Using the entries below, return word for word the lines from the one containing "For every instance of the lamp base, the" up to and including the last.

Point-based annotation data
====

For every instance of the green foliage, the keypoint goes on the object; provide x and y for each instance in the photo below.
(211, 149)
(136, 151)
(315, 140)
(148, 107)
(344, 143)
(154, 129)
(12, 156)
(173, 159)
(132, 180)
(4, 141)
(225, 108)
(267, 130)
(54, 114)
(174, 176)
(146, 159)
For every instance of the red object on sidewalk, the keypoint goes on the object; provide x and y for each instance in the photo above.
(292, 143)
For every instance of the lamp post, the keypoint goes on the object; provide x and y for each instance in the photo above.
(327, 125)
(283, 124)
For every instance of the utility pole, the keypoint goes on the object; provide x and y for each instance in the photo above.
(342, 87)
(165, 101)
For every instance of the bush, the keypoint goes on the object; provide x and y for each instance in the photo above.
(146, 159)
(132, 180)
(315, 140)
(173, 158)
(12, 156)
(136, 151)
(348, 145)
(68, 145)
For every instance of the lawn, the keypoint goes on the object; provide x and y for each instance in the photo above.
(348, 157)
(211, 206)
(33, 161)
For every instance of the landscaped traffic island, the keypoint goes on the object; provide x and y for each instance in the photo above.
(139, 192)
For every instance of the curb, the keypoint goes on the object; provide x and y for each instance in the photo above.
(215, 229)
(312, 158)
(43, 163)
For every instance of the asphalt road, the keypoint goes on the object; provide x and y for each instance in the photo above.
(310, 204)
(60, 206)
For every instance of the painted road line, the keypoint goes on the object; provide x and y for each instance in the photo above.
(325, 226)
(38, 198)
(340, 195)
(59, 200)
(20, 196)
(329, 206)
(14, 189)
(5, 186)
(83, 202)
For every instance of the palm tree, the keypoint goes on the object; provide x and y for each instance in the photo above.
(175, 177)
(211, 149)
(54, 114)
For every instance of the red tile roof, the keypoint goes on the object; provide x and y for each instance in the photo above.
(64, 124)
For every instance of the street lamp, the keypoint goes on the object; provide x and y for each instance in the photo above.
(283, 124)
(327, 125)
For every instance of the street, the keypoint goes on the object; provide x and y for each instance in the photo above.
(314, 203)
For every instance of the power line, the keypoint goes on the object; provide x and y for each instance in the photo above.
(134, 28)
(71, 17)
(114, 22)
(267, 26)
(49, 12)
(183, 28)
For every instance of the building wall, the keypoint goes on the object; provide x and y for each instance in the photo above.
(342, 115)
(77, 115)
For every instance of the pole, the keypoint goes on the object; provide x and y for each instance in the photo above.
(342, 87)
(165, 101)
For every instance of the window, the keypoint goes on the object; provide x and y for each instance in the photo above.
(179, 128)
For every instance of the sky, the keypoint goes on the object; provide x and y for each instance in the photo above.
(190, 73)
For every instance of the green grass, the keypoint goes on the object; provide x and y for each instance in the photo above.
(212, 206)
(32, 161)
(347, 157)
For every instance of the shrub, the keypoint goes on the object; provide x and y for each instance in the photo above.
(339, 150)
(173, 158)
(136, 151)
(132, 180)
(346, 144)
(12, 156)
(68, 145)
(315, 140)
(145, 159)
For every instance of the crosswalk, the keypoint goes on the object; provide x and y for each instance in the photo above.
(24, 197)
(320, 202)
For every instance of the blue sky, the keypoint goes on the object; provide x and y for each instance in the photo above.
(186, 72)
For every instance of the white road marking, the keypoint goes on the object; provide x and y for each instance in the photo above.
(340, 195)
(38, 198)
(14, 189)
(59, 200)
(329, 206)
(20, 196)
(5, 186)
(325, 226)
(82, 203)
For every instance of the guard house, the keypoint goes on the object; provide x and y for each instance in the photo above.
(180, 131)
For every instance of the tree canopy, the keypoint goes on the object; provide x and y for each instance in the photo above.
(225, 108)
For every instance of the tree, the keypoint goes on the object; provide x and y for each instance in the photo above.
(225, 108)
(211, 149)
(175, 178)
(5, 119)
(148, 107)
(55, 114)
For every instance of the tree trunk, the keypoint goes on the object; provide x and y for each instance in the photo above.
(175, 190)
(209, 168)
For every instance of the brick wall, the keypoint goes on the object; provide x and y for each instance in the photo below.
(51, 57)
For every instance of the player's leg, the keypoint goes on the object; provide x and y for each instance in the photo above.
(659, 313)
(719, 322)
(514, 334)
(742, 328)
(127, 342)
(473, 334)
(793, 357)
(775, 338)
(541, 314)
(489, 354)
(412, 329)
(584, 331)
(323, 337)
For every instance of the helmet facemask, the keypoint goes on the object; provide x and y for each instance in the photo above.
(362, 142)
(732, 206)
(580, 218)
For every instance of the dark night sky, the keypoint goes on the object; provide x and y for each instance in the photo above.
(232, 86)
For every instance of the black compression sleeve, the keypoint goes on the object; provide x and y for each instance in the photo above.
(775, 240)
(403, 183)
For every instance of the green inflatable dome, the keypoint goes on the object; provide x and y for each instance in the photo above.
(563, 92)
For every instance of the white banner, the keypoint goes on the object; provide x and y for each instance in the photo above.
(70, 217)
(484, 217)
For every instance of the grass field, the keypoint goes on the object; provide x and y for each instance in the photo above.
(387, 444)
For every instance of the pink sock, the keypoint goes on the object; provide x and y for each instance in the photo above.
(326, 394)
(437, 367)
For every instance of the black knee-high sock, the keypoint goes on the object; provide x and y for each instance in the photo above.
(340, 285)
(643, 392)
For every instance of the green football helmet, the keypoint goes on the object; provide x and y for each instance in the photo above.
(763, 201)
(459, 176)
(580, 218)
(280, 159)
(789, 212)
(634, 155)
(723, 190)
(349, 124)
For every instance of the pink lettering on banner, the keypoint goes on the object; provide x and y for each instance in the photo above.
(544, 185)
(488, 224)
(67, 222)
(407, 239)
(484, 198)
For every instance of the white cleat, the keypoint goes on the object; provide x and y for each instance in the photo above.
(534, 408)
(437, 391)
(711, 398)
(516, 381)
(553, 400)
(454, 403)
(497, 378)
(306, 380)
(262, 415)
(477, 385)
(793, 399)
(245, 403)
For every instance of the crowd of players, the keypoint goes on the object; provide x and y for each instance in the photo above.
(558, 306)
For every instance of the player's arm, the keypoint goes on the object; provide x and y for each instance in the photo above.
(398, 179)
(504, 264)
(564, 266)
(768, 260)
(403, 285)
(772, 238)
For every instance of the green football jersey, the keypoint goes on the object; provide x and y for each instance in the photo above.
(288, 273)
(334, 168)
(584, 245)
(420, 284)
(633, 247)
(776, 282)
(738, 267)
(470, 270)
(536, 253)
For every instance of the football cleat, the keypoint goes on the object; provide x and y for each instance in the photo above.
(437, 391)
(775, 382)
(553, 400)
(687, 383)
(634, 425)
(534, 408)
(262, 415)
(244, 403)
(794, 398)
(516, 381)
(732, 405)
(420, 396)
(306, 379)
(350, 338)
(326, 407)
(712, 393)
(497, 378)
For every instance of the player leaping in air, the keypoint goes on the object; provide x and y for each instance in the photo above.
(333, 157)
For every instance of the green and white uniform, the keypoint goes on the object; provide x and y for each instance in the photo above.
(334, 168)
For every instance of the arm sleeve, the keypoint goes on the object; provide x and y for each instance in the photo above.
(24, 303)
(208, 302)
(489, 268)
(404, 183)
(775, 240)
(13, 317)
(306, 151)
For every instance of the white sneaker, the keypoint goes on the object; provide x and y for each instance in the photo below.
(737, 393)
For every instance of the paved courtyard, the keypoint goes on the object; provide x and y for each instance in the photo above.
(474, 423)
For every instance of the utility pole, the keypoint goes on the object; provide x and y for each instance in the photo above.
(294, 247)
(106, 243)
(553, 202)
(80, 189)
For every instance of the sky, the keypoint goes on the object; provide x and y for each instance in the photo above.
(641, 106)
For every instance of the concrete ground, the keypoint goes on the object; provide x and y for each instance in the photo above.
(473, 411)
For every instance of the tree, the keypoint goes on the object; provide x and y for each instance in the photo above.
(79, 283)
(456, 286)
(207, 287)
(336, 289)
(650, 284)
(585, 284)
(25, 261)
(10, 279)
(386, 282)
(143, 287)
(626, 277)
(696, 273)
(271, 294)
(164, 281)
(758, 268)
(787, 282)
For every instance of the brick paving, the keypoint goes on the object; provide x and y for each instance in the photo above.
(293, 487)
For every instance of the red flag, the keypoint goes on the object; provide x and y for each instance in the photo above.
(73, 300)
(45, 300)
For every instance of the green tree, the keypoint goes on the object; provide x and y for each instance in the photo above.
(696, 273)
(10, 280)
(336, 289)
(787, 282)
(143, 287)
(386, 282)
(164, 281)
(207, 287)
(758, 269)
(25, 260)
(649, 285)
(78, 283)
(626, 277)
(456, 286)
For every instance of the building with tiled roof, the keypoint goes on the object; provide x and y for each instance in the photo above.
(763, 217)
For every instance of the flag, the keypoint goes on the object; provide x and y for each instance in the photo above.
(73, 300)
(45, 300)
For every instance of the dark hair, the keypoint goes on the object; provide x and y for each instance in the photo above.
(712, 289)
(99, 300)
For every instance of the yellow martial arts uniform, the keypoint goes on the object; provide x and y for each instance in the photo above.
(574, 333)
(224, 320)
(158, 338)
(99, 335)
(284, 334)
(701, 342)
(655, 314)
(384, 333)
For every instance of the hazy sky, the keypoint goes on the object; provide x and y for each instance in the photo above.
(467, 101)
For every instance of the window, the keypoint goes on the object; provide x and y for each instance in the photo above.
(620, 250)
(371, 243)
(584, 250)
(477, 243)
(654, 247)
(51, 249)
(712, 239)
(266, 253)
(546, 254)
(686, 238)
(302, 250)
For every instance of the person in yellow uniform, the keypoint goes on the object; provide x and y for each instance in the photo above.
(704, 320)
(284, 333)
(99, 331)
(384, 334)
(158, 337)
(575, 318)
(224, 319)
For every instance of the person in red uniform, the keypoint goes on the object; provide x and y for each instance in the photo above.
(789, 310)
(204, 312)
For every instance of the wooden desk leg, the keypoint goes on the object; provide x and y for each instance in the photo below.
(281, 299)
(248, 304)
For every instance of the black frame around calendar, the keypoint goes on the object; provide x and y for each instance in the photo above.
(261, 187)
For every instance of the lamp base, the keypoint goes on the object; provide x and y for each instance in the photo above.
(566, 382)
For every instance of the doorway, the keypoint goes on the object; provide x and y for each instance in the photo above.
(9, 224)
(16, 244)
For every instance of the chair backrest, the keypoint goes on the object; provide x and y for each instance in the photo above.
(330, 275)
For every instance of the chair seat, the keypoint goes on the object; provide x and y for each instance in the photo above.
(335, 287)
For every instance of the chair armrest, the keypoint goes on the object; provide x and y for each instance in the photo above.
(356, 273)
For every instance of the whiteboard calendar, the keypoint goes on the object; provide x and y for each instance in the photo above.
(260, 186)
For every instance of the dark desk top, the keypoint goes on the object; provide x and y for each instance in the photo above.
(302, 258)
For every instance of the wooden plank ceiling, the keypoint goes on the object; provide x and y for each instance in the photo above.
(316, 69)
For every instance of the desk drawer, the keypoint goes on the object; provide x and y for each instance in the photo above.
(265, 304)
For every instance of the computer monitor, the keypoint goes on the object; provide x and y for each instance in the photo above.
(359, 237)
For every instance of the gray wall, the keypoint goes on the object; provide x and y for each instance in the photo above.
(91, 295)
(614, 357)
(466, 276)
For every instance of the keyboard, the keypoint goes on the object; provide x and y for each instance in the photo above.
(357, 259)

====

» RESULT FOR THIS EXERCISE
For every instance of the lamp base, the keypoint goes on the object; provide x and y for each instance in the photo above.
(566, 382)
For every instance of the doorway, the keypoint goes on the object; provide x and y for each instance in the photo above.
(9, 224)
(16, 244)
For every instance of the chair backrest, the keypoint goes on the object; provide x and y for each instance in the photo above.
(330, 275)
For every instance of the chair seat, the keypoint goes on the object; provide x and y for each instance in the photo above.
(335, 287)
For every instance of the chair armrest, the keypoint goes on the object; provide x and y for each instance in the photo above.
(356, 273)
For every instance of the whiteboard calendar, the keypoint goes on the object; provide x and y for each instance in the photo above.
(260, 186)
For every instance of the dark desk top, the keypoint goes on the object; provide x and y for each instance in the photo above.
(302, 258)
For every instance of the wooden plank ceiling, the keypoint goes on the object; provide x and y for each instance in the photo above.
(316, 69)
For every instance of the desk drawer, the keypoint goes on the object; provide x and y for each instance in the photo above.
(265, 304)
For every instance of the computer monitor, the keypoint goes on the object; provide x and y for each instance in the photo above.
(359, 237)
For every instance of the gray wall, the keypoint goes on the object; provide x and y for each instance in the photo above.
(91, 295)
(614, 357)
(466, 276)
For every instance of the keyboard, the keypoint goes on the object; provide x and y for each instance in the photo above.
(357, 259)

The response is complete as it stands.